**WHAT TO WORK ON:**
Only one number is expected here, namely how many lines of the entries below hold the string "trace".

**DATA EXTRACTS:**

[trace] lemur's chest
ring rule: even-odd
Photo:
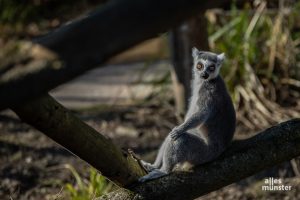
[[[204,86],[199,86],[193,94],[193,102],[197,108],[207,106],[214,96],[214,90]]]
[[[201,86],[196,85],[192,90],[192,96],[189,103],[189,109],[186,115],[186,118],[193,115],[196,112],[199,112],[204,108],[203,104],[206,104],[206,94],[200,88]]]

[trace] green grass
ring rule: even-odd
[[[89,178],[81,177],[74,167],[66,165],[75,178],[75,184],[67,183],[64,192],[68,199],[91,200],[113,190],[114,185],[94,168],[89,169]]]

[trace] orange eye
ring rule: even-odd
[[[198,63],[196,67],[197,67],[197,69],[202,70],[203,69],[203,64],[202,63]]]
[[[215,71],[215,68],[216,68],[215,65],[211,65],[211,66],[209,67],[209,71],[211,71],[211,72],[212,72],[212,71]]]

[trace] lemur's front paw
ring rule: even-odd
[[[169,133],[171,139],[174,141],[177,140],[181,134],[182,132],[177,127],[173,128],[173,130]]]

...

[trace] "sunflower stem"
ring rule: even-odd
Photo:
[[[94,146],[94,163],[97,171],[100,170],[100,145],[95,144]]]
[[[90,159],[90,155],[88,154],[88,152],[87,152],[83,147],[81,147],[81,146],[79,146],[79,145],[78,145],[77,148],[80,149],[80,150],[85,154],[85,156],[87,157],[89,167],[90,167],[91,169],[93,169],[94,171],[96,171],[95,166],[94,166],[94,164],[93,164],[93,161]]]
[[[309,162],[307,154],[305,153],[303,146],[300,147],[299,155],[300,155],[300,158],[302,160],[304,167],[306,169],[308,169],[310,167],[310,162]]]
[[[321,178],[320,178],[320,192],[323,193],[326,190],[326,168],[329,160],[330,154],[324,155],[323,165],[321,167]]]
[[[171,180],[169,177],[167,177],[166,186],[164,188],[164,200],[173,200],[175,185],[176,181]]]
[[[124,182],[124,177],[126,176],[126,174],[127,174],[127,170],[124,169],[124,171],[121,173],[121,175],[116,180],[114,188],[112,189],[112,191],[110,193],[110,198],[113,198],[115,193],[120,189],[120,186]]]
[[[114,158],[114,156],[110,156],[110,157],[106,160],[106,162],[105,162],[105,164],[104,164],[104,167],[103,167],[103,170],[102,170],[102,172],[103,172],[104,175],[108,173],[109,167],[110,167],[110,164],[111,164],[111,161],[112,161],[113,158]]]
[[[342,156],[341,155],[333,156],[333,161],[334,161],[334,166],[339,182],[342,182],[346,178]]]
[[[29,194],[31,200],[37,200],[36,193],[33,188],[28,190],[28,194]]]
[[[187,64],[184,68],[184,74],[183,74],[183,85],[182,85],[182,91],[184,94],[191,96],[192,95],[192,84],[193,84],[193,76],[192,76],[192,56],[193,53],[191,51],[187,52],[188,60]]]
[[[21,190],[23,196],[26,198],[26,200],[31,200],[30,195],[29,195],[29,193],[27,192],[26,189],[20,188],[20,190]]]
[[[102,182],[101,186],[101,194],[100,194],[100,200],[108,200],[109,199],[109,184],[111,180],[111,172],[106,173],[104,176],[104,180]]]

---

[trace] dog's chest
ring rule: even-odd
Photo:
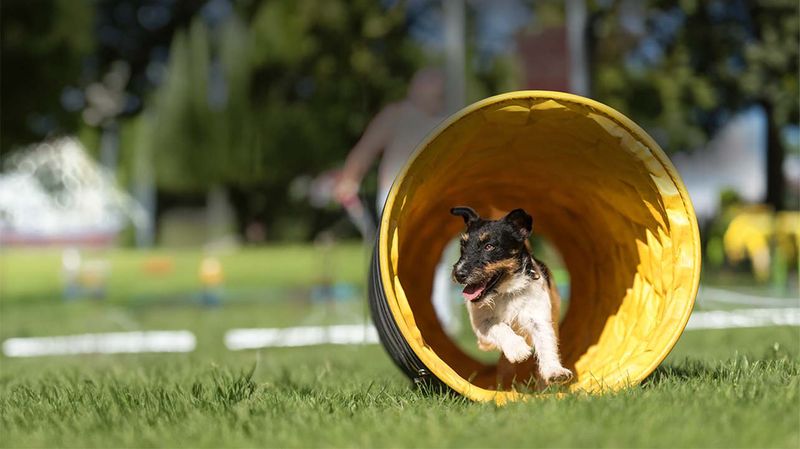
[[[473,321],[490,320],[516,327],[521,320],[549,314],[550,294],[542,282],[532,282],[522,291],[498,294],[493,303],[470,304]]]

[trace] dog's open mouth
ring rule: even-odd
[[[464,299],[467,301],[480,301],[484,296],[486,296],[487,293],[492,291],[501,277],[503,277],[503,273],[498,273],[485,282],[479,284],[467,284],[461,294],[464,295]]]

**ANSWER BOX:**
7